#### Task to complete:
For the data below, please report each line where the word "root" is found.

++++++++++++++++++++

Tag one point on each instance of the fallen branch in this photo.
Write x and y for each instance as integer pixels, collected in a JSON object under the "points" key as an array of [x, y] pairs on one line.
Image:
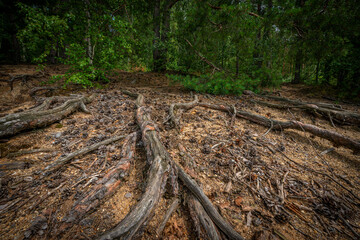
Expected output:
{"points": [[219, 221], [102, 188], [18, 122], [14, 165], [327, 110], [34, 90], [334, 137], [61, 161], [157, 157], [184, 106]]}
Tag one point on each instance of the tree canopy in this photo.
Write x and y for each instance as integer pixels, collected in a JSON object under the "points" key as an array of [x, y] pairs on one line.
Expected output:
{"points": [[223, 46]]}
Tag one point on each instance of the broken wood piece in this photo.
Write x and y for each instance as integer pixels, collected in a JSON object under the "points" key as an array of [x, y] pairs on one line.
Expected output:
{"points": [[184, 106], [173, 206], [61, 161], [18, 122], [24, 152], [14, 166], [327, 110], [332, 136], [158, 159]]}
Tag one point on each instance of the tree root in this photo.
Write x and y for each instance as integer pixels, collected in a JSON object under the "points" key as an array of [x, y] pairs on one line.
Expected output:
{"points": [[18, 122], [157, 157], [34, 90], [327, 110], [334, 137], [201, 219], [103, 188], [160, 167], [174, 205], [61, 161], [219, 221], [184, 106]]}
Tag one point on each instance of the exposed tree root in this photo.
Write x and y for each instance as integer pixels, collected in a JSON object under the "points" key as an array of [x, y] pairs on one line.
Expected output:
{"points": [[184, 106], [160, 167], [334, 137], [22, 77], [173, 206], [201, 219], [34, 90], [103, 187], [61, 161], [327, 110], [35, 118], [158, 158], [14, 165], [219, 221]]}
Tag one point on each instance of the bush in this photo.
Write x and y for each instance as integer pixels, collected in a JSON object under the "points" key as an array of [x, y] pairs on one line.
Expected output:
{"points": [[217, 83]]}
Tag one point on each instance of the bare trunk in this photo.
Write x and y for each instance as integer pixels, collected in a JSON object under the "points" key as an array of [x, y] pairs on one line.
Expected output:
{"points": [[89, 49]]}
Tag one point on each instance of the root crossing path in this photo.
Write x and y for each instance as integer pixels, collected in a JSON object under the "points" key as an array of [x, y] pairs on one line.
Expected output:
{"points": [[150, 164]]}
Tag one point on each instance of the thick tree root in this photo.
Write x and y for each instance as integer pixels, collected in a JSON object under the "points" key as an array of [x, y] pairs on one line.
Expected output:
{"points": [[158, 158], [22, 77], [334, 137], [103, 187], [61, 161], [34, 90], [18, 122], [201, 219], [160, 167], [327, 110], [174, 205], [219, 221]]}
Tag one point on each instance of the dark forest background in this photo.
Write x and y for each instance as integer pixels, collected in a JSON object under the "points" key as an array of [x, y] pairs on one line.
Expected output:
{"points": [[219, 47]]}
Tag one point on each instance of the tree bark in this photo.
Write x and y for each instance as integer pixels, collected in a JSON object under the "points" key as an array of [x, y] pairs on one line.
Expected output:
{"points": [[18, 122]]}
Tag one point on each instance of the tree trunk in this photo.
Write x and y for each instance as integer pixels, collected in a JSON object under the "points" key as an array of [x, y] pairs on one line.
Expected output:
{"points": [[297, 72], [89, 49], [156, 40]]}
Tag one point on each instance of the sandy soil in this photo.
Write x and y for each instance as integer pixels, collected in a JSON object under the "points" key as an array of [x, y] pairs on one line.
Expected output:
{"points": [[240, 169]]}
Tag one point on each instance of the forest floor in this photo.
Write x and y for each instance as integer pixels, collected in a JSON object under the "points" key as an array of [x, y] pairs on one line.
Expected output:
{"points": [[261, 181]]}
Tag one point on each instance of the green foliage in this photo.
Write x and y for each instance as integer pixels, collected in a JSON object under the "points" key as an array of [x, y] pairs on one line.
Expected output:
{"points": [[42, 34], [218, 83]]}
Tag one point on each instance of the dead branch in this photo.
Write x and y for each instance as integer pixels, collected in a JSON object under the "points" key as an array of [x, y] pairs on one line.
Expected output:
{"points": [[61, 161], [158, 158], [24, 152], [14, 165], [22, 77], [18, 122], [103, 187], [219, 221], [334, 137], [202, 58]]}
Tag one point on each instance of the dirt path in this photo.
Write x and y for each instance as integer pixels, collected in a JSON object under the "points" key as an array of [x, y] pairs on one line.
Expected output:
{"points": [[264, 183]]}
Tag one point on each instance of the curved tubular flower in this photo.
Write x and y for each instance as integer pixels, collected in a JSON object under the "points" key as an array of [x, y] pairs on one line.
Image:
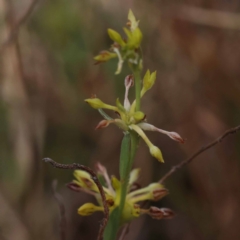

++++++++++++++++++++

#### Exercise solution:
Tag one point on each instance of the tree root in this photo.
Tag one point on each instance of the exposed tree root in this photo.
Tag one point on each instance of the root crossing path in this photo.
Tag one point on each instance of the thick tree root in this photo.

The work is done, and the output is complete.